— start of AVAILABLE DATA —

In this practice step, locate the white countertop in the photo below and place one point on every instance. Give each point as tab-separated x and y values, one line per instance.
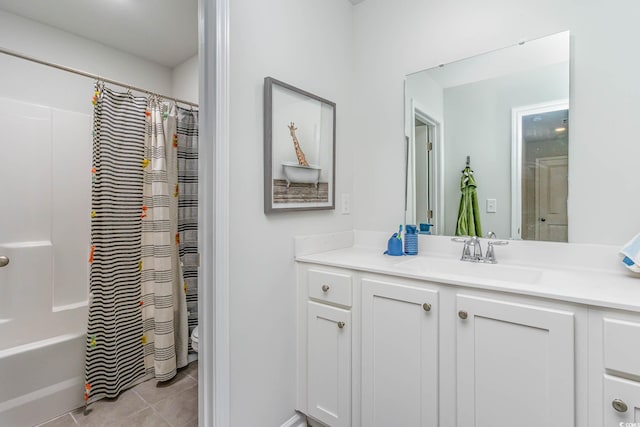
578	279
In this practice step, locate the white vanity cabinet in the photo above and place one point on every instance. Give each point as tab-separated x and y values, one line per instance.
615	368
399	362
515	363
377	350
324	345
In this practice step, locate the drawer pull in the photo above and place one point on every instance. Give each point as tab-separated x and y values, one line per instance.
619	405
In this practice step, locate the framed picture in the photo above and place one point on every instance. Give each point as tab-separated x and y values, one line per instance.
299	149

— end of AVAILABLE DATA —

*SHORT TASK*.
Put all the items above into a two-column CSV with the headers "instruction" and "points," one row per item, each field in double quotes and any line breaks changed to spaces. Leave the picture out.

*RESULT OF THE EXERCISE*.
instruction,points
"In this practice step, locate the white countertop in the photo below and place one point on every instance. Give each point as tab-separated x and y values, one line per instance.","578	279"
"In this practice step, locate the white vanity cabinet in the photo above and place one point on every instance. Give each point as tab-separated x and y values, one line per instance.","615	368 399	362 515	363 377	350 324	345"
"In this practice step, locate the drawer pull in the photo above and place one point on every instance. Give each point as tab-separated x and y values, one line per instance.","619	405"
"In this practice step, locate the framed picture in the photo above and place one point on every instance. Give each point as tab-separated x and y values, one line per instance.","299	149"